**Given task**
Render the records as a Markdown table with columns Row and Line, from the line containing "Spot the still" through the end of the records. Number each line in the Row column and omit blank lines.

**Exercise materials**
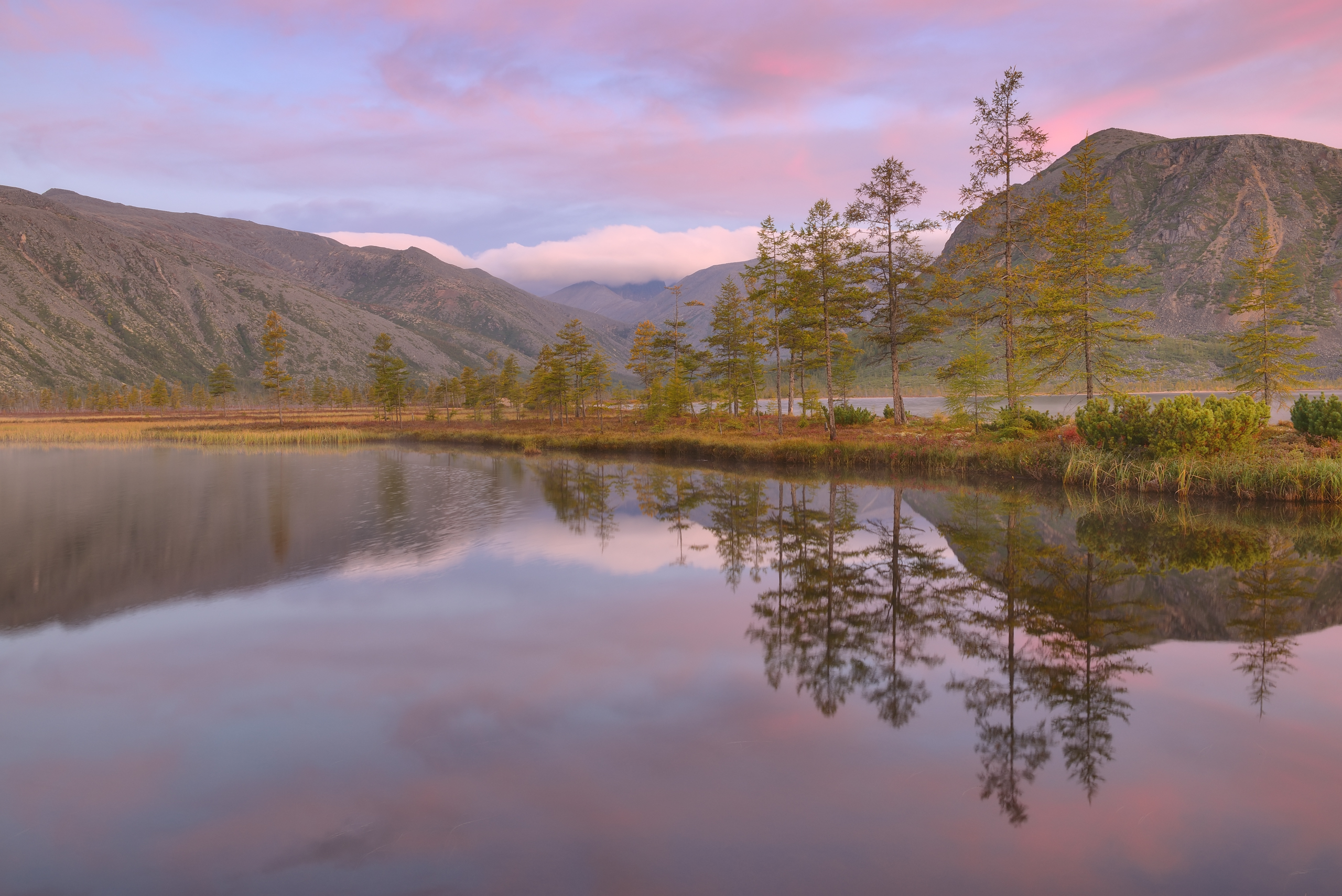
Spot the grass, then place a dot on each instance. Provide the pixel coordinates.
(1282, 467)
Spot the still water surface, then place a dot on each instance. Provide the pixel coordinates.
(401, 673)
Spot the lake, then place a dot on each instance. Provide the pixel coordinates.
(407, 673)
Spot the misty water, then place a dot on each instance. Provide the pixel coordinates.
(406, 673)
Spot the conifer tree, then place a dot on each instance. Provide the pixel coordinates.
(274, 341)
(159, 393)
(1008, 145)
(822, 261)
(391, 377)
(599, 380)
(673, 338)
(222, 383)
(511, 384)
(770, 280)
(895, 266)
(736, 342)
(470, 388)
(572, 345)
(647, 360)
(1082, 318)
(971, 388)
(1270, 359)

**Response**
| Row | Line |
|---|---|
| 1 | Spot the still water surface, then place a dot on each instance. Provide the pixel coordinates. |
| 2 | (401, 673) |
| 3 | Spot the lake, then place a dot on each instance. Provide the pixel coordinates. |
| 4 | (407, 673) |
| 5 | Spot the misty water, then place a dot on each instance. Provide the pixel coordinates. |
| 6 | (406, 673) |
| 7 | Spot the conifer tree, then place a dot on each instance. Provide the pixel coordinates. |
| 8 | (274, 341) |
| 9 | (159, 393) |
| 10 | (1008, 145) |
| 11 | (822, 261) |
| 12 | (391, 377) |
| 13 | (599, 380) |
| 14 | (673, 338) |
| 15 | (222, 383) |
| 16 | (511, 384) |
| 17 | (770, 280) |
| 18 | (895, 266) |
| 19 | (736, 342) |
| 20 | (470, 388) |
| 21 | (572, 345) |
| 22 | (647, 360) |
| 23 | (1082, 318) |
| 24 | (971, 388) |
| 25 | (1270, 359) |